START RECORDS FOR PROCESSING

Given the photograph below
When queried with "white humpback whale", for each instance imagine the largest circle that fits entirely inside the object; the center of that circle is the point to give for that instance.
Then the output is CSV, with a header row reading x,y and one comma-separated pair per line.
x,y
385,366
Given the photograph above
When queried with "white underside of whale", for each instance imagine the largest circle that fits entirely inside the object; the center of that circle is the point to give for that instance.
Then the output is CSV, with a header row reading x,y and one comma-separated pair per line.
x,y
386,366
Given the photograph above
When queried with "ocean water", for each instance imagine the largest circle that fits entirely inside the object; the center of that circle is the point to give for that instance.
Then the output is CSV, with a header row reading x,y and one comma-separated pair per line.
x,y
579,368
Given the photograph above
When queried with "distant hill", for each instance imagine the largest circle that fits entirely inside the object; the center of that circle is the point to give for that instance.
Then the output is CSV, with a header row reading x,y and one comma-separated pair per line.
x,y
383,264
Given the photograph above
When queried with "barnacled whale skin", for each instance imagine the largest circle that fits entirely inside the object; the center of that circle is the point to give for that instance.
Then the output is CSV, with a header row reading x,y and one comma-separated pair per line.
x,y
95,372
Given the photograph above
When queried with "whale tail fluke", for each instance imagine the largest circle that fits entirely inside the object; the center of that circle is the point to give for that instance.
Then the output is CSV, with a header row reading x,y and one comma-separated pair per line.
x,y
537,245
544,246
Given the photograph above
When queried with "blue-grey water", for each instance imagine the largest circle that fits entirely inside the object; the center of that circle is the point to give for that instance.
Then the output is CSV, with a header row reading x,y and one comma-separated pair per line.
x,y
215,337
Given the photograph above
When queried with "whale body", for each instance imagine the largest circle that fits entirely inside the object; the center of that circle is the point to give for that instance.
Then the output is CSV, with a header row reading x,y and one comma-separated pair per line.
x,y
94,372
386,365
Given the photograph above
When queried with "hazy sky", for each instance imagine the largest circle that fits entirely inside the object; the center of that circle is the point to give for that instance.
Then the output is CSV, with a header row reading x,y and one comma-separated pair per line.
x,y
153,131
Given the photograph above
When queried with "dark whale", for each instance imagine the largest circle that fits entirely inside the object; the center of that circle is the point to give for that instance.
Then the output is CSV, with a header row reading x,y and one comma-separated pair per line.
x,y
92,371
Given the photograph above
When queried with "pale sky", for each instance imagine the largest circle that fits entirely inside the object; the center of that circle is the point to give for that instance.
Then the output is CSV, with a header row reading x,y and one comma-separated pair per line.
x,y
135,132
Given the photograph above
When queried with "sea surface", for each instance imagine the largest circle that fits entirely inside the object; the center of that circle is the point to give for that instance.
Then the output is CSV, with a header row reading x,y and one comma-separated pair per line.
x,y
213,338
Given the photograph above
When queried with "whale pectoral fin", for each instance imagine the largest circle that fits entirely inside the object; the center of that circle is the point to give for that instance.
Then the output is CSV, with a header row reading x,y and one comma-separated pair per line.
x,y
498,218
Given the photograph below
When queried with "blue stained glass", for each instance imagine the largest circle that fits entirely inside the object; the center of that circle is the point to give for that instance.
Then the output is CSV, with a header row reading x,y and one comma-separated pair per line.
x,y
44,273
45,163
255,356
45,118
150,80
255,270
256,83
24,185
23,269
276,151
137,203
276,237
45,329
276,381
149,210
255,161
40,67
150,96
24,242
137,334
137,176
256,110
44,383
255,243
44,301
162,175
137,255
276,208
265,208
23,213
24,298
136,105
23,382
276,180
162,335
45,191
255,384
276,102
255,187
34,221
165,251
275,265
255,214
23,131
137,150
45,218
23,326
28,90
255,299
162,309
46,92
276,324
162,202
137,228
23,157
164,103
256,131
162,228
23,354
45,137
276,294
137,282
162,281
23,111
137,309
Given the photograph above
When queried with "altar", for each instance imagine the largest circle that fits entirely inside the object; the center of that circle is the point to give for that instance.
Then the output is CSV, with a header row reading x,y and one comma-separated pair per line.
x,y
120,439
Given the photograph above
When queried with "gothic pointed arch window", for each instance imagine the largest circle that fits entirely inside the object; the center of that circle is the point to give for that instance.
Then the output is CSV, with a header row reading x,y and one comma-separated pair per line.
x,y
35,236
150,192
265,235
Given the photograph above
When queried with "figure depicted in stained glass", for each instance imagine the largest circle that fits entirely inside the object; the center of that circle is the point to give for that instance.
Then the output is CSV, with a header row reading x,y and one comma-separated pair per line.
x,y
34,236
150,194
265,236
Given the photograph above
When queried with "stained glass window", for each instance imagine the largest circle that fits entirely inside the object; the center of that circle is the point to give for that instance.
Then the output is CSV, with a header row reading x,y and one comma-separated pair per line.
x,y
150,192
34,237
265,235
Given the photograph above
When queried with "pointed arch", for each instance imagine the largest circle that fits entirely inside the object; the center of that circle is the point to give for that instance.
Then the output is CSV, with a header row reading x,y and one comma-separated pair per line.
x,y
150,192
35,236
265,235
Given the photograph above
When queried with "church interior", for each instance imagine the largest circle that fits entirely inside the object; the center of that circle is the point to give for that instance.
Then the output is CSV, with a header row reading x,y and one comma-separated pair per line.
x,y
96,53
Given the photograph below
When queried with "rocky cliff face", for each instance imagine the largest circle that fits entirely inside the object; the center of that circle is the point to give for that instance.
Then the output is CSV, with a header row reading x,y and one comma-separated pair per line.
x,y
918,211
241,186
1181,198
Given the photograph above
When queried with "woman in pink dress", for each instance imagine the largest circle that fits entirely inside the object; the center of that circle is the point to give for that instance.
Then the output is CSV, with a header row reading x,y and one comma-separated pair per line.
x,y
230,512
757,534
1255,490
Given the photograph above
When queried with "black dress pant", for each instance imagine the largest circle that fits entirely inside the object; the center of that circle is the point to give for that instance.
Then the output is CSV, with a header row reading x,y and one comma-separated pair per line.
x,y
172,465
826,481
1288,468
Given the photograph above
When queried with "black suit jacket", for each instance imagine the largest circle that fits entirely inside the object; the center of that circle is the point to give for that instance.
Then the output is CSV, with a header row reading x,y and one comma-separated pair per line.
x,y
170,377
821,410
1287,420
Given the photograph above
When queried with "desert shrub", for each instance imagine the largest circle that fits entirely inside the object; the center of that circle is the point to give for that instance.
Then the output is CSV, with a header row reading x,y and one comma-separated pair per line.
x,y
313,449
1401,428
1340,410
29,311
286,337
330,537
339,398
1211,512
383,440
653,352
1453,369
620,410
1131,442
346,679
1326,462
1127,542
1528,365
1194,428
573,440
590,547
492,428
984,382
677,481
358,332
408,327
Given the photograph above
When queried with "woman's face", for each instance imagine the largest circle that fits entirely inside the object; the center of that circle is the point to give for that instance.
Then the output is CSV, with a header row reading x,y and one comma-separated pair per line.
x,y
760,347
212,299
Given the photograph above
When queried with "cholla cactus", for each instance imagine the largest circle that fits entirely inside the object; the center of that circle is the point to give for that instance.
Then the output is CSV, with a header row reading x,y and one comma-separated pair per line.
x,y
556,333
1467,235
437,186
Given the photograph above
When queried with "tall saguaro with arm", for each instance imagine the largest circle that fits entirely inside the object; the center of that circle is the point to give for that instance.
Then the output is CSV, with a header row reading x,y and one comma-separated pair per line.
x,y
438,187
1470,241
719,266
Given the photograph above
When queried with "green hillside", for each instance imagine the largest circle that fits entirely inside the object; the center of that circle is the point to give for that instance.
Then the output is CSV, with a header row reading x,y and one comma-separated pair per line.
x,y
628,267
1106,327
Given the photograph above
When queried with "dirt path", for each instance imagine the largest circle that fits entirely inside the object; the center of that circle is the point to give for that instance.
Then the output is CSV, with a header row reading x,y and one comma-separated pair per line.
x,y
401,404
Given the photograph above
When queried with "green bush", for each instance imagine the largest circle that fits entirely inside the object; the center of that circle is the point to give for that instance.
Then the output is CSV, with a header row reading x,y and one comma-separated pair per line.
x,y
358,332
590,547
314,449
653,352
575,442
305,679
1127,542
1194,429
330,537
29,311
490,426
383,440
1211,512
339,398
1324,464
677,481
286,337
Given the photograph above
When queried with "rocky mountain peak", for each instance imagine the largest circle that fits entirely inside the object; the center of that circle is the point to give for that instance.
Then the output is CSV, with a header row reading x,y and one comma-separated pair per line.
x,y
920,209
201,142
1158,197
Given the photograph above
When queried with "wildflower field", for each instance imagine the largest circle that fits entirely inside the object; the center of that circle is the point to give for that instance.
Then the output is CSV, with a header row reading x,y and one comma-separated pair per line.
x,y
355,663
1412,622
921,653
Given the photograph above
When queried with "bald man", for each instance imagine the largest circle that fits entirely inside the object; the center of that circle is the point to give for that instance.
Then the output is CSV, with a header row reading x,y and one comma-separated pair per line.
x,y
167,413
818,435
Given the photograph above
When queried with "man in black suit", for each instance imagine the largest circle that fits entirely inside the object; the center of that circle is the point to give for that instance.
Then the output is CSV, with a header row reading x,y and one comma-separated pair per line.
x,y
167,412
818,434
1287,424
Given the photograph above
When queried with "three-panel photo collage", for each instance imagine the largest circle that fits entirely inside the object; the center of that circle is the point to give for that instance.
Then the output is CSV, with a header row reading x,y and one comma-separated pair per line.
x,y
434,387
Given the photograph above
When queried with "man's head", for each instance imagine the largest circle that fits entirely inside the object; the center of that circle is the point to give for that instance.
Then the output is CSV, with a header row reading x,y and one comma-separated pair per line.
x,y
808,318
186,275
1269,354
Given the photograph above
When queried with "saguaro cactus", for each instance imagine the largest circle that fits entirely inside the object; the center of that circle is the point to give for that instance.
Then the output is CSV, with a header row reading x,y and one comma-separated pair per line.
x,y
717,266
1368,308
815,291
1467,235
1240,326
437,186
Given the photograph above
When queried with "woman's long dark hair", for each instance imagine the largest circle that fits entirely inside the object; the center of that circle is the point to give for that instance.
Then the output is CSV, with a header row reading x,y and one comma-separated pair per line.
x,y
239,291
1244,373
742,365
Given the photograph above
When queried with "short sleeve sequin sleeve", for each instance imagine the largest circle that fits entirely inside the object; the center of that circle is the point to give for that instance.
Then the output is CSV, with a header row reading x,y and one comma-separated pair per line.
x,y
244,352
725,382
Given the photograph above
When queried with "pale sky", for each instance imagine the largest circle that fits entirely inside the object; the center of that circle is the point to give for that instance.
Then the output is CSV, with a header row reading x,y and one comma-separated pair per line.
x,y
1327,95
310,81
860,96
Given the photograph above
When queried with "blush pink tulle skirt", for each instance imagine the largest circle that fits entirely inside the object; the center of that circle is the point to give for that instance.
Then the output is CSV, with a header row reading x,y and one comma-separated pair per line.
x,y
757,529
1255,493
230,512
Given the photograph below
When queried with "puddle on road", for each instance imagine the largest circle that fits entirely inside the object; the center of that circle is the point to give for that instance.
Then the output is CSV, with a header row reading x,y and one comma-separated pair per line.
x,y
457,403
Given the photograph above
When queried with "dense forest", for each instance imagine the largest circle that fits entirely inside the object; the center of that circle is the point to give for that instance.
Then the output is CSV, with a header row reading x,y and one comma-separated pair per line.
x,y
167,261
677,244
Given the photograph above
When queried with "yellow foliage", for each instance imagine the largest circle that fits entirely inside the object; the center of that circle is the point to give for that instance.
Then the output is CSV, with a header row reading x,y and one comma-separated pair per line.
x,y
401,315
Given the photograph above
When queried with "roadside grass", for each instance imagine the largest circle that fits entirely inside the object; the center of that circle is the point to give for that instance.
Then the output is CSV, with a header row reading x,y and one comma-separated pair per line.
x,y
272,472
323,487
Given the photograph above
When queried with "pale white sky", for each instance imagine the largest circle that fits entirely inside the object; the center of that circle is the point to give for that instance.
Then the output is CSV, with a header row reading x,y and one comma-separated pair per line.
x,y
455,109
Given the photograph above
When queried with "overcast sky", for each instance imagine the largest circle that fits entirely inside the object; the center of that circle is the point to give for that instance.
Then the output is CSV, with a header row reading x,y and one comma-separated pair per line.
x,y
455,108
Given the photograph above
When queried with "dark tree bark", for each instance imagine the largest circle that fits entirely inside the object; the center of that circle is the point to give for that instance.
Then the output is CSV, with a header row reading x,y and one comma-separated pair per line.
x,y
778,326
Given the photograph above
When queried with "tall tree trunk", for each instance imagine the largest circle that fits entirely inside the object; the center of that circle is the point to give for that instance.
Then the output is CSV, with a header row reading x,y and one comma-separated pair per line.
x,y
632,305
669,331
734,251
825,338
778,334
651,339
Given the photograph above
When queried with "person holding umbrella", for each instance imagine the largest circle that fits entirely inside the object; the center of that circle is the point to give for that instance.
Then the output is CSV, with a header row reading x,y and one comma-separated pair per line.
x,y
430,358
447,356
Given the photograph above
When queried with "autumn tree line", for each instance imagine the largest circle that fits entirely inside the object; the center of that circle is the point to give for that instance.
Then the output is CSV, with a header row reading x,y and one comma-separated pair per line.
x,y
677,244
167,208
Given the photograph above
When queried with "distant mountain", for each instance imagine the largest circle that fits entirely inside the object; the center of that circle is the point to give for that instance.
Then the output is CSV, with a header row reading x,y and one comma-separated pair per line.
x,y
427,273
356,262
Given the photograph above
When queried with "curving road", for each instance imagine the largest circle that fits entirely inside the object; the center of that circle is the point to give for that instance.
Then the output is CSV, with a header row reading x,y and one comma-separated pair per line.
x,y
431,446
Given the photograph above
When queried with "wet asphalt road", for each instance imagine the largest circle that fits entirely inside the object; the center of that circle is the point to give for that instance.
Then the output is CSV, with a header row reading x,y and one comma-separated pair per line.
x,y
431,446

END RECORDS FOR PROCESSING

### HOW TO COMPLETE THIS TASK
For the entries above, count the lines that contain the string "window", and state that number without further comment.

### REPLY
2